◆ EXERCISE MATERIALS:
------------------------------
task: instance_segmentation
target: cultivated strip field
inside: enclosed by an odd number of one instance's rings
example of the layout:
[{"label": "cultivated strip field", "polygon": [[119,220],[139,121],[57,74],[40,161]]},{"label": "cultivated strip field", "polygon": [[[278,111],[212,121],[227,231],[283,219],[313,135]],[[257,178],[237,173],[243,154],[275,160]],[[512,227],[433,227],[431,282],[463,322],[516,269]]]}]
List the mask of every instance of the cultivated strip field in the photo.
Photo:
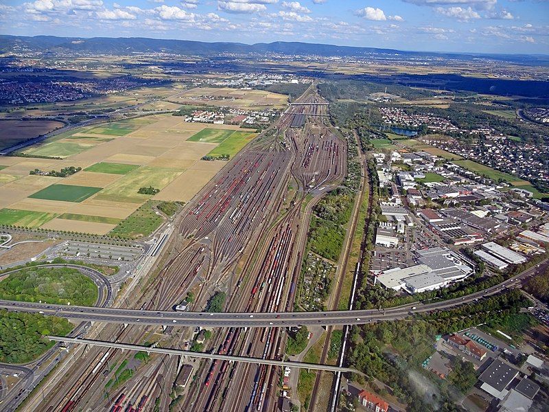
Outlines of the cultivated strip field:
[{"label": "cultivated strip field", "polygon": [[[148,201],[189,201],[226,164],[202,158],[234,157],[253,132],[157,115],[60,133],[26,148],[24,157],[0,157],[0,225],[148,235],[163,220]],[[82,170],[66,178],[29,174],[69,166]],[[138,193],[149,187],[159,192]]]},{"label": "cultivated strip field", "polygon": [[62,126],[60,122],[52,120],[2,120],[0,122],[0,151]]}]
------------------------------
◆ TASK INSTRUCTIONS: Copy every line of the listing above word for word, but leave out the picture.

◆ EXERCISE OUTPUT:
task: instance_segmentation
target: cultivated strip field
inside: enclosed by an odd number of one instance's rings
example of the layout:
[{"label": "cultivated strip field", "polygon": [[119,220],[139,121],[57,74],[40,161]]},{"label": "cultivated strip field", "polygon": [[[278,111],[212,121],[227,231],[283,219],[313,135]],[[257,178],[237,173],[243,154],[275,160]],[[512,227],[433,227],[431,282],[463,322],[516,269]]]}]
List the mask of every instance of the cultivated strip field in the photo.
Photo:
Outlines of the cultivated strip field:
[{"label": "cultivated strip field", "polygon": [[[148,201],[189,201],[226,164],[202,158],[234,157],[253,132],[157,115],[60,133],[26,148],[24,157],[0,157],[0,225],[148,235],[163,220]],[[82,170],[66,178],[29,174],[69,166]],[[138,193],[149,187],[159,192]]]},{"label": "cultivated strip field", "polygon": [[62,126],[60,122],[52,120],[2,120],[0,122],[0,151]]}]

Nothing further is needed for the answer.